AVAILABLE DATA →
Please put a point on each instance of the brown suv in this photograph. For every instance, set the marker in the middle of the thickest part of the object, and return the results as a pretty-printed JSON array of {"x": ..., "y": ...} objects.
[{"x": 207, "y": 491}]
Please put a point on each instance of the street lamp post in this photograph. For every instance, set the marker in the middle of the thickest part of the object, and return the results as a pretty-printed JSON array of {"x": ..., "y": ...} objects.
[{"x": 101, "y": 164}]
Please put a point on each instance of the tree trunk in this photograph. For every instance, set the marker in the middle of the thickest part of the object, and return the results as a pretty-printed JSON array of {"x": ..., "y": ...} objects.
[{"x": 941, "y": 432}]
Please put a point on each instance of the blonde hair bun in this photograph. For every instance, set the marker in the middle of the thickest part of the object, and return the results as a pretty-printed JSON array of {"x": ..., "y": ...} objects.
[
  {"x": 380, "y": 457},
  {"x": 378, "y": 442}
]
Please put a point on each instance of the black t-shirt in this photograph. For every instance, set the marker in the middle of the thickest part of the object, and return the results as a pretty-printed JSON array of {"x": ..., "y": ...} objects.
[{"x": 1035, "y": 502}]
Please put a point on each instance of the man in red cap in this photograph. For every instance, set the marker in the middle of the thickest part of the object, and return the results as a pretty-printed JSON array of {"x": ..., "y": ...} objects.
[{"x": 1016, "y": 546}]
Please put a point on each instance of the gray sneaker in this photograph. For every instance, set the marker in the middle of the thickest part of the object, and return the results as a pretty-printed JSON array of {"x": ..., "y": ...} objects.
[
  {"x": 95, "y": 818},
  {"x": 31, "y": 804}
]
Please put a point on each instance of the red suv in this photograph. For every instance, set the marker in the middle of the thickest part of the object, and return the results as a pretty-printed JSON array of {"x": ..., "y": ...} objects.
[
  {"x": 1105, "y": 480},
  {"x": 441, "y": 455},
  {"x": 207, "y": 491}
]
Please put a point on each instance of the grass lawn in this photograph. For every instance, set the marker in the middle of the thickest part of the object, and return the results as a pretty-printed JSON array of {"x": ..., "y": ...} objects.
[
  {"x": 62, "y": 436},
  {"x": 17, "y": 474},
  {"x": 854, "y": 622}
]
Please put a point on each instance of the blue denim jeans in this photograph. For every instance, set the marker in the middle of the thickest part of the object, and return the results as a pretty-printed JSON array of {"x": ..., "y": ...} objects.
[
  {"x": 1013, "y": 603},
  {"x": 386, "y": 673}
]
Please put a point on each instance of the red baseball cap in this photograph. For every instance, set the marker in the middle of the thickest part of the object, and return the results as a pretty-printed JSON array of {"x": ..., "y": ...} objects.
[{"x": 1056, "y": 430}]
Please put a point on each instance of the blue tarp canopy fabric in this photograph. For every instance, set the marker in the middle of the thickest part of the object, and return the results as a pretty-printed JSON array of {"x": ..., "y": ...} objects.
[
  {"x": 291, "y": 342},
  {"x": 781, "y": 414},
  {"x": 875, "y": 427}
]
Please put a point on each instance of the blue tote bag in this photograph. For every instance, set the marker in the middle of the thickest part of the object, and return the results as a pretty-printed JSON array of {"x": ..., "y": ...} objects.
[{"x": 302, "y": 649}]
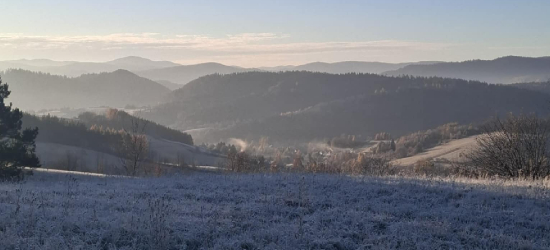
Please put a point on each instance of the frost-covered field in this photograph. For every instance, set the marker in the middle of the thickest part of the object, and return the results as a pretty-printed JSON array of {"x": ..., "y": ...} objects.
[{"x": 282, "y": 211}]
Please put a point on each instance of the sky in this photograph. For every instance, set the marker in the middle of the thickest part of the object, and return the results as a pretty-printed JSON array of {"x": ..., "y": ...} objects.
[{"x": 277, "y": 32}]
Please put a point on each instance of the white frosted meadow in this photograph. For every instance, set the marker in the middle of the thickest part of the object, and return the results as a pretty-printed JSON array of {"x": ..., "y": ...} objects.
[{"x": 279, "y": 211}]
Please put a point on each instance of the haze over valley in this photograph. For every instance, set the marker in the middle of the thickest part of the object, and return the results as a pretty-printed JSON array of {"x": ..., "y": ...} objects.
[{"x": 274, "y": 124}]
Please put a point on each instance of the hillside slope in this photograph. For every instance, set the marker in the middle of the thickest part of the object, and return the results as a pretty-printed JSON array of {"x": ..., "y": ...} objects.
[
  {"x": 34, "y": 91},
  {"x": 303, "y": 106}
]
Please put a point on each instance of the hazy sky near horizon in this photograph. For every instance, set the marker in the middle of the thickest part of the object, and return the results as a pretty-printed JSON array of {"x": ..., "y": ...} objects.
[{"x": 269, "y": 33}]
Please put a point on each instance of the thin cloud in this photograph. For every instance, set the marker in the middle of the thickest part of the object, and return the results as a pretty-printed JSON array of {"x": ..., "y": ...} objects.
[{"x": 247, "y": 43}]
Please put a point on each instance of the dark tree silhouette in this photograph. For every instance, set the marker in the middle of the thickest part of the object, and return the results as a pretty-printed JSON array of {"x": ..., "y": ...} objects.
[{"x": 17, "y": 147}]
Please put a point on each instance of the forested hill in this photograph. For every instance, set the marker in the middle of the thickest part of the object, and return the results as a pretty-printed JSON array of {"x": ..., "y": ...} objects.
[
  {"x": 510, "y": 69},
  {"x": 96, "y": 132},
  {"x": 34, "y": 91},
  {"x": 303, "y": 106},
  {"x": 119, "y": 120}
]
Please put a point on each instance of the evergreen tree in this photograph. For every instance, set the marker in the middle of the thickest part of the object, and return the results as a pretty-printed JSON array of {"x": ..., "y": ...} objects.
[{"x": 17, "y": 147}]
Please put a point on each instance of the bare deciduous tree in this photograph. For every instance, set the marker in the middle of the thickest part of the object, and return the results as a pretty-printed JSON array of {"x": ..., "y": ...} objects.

==

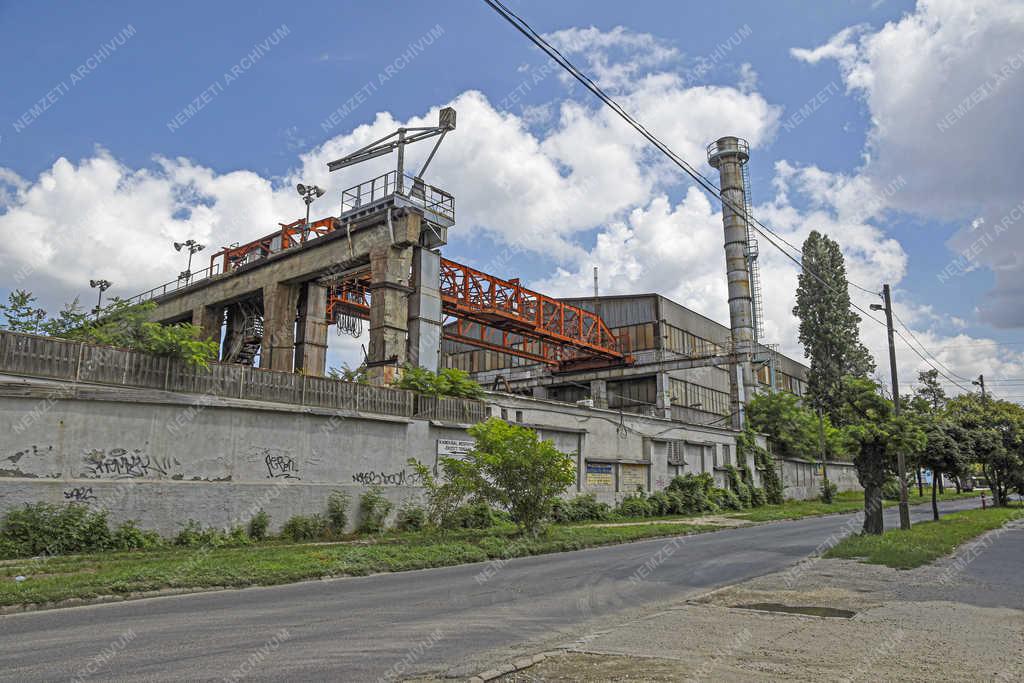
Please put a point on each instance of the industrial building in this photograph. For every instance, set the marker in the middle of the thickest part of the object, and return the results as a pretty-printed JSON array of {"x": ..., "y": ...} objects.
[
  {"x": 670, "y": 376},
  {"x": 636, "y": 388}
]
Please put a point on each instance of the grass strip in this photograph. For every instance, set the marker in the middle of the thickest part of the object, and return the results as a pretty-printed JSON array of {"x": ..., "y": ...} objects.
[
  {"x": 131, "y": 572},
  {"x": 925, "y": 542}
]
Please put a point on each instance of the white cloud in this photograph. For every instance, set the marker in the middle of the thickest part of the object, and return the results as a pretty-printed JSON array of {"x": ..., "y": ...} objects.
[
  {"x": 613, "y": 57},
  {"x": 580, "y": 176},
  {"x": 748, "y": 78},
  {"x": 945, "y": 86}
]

REQUIREMENT → Find every line above that contains the word "cloud", matching case exactly, and copy each of those lines in full.

RESPONSE TO THIS EXERCISE →
Please put a point on each instance of the thin cloud in this photograph. For every instance, set the marker in the middle of the thickest part of the object, and return the results as a pretty-printed JSON array of {"x": ..., "y": ...} objects.
Please put a point on each instance of the white cloud in this photograph. For every instance, set the marker in the middle of the thickest part of the object, and return the results as a pretty-printed JSON array of {"x": ..., "y": ...} objects.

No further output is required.